Update the data from its first line up to and including the line with "113, 220, 493, 274", replacing "detect" with "locate" everywhere in those lines. Give back only those lines, with nothing else changed.

※ ※ ※

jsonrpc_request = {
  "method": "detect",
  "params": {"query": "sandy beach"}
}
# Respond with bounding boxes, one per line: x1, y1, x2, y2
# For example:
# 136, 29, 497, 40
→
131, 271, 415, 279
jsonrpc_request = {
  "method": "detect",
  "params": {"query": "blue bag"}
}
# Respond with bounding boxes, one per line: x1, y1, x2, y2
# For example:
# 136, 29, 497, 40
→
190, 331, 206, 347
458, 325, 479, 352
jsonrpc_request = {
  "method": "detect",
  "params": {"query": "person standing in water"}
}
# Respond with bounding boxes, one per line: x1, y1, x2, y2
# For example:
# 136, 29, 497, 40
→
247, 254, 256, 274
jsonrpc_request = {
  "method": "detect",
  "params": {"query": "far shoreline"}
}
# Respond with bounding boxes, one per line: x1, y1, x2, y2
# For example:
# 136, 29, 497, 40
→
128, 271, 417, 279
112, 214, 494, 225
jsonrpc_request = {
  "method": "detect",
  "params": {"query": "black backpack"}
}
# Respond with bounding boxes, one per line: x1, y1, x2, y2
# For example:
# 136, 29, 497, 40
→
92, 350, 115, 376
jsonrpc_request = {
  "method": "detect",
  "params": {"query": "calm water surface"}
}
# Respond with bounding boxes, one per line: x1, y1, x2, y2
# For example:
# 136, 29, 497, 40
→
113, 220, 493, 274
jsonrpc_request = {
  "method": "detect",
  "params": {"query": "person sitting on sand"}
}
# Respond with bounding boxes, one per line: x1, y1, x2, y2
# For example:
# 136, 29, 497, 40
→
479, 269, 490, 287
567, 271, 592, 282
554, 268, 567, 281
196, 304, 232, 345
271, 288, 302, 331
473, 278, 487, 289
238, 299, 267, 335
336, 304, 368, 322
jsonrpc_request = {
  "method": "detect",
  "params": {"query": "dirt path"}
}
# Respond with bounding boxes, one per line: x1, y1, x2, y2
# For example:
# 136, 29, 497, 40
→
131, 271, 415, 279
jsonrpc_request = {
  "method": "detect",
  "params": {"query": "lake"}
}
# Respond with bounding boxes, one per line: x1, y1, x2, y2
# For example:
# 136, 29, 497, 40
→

※ ※ ※

- Worked solution
jsonrpc_request = {
  "method": "locate",
  "params": {"query": "sandy beach"}
}
# Respond with bounding boxes, one per line: x1, y1, x2, y2
# For example:
# 136, 29, 497, 40
→
131, 271, 415, 279
jsonrpc_request = {
  "method": "locate",
  "params": {"query": "blue bag"}
}
# Respond with bounding boxes, one per line: x1, y1, x2, y2
# For example:
# 136, 29, 497, 40
→
190, 331, 206, 347
458, 325, 479, 352
jsonrpc_request = {
  "method": "locate",
  "params": {"query": "person standing in water"}
}
# Respond with bounding boxes, one per line: x1, y1, x2, y2
# For example:
# 136, 29, 497, 40
→
247, 254, 256, 274
jsonrpc_request = {
  "method": "locate",
  "params": {"query": "far shoreline"}
}
# Respond with bounding boxes, one per line: x1, y1, x2, y2
# For example:
# 136, 29, 497, 40
→
128, 271, 417, 279
112, 214, 494, 225
jsonrpc_request = {
  "method": "locate",
  "params": {"query": "black backpack"}
}
# Respond with bounding boxes, one per line: x1, y1, x2, y2
# For example:
# 136, 29, 497, 40
→
92, 350, 115, 376
jsonrpc_request = {
  "method": "locate",
  "params": {"query": "calm water surface"}
}
# Respond with bounding boxes, one per line: x1, y1, x2, y2
# For example:
# 136, 29, 497, 40
→
113, 220, 493, 274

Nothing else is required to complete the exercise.